*** DATA FOR THIS EXERCISE ***

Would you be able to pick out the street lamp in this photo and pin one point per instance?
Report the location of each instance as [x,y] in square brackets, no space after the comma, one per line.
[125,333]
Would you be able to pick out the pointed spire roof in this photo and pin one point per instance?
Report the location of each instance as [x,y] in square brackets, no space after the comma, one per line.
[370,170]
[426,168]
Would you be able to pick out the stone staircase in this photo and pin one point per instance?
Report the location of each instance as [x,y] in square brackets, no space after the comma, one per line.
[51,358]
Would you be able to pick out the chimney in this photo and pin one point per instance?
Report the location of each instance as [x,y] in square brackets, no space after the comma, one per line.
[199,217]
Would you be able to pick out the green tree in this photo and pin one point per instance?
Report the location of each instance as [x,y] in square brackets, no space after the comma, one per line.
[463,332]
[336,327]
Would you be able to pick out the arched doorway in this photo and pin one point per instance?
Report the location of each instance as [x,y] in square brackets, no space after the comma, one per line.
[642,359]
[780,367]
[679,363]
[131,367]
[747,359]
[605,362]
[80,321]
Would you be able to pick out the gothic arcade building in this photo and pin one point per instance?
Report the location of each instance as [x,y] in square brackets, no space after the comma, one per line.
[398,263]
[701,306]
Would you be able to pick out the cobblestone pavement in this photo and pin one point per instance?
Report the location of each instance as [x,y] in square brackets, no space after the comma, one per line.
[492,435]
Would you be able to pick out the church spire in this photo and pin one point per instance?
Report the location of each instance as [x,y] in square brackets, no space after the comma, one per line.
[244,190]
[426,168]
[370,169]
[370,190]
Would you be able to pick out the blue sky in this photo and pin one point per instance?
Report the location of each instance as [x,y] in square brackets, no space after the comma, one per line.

***

■ TASK TO COMPLETE: Using the entries above, please restate each one word for word.

■ EXERCISE RESPONSE:
Would you be able to pick out the street lamp in this photo and pin one point per instance?
Report the location of each instance as [x,y] in square brackets, no space after the comma, one per line.
[125,333]
Would you be able to pick out the pointed spire roof in this photo and pin one point per instance?
Report the location of each instance as [x,y] in square brackets, no space after the comma, one per line.
[370,170]
[426,168]
Would you be able to pick out the stone staircase in this photo and pin one point per instance?
Report the location of each instance as [x,y] in square brackets, no space after the comma, one per line.
[51,358]
Would you be able to pick out the chimney in this photo and pin one point per instance?
Report the location of each instance as [x,y] in square brackets, no space after the comma, one per line.
[199,217]
Would you be able to pick out the green tree in this photo and pin one point per instance?
Report the location of each instance as [x,y] in square brackets, no space after the comma, one per line.
[463,332]
[336,327]
Would you be able to pick out the arched doorway in this photo and pin one point per instance?
Report the location of each instance as [x,y] in square brackets, no space after the comma, one per line.
[642,359]
[780,367]
[679,363]
[131,367]
[747,359]
[605,362]
[80,321]
Would you be able to pick out the gothic arcade building in this photo and pin one point per instance?
Report the location of each instance as [x,y] in square brackets, no space after the comma, one per line.
[398,263]
[701,306]
Would you be able to pick out the cobblestone pavement in this photo and pin one point per instance?
Report the location of each instance as [x,y] in square brackets, no space after the comma, one per line.
[492,435]
Would you be able to pick out the church spire in this photo and pin one point per instance?
Report the location of each instance as [x,y] in square brackets, no space after the comma, one per line.
[244,190]
[426,168]
[370,169]
[370,190]
Would you be able to pick out the blue sky in this photo and pin one point per instance?
Report the location of each instance as [x,y] in square brackets, no space after the comma, one per line.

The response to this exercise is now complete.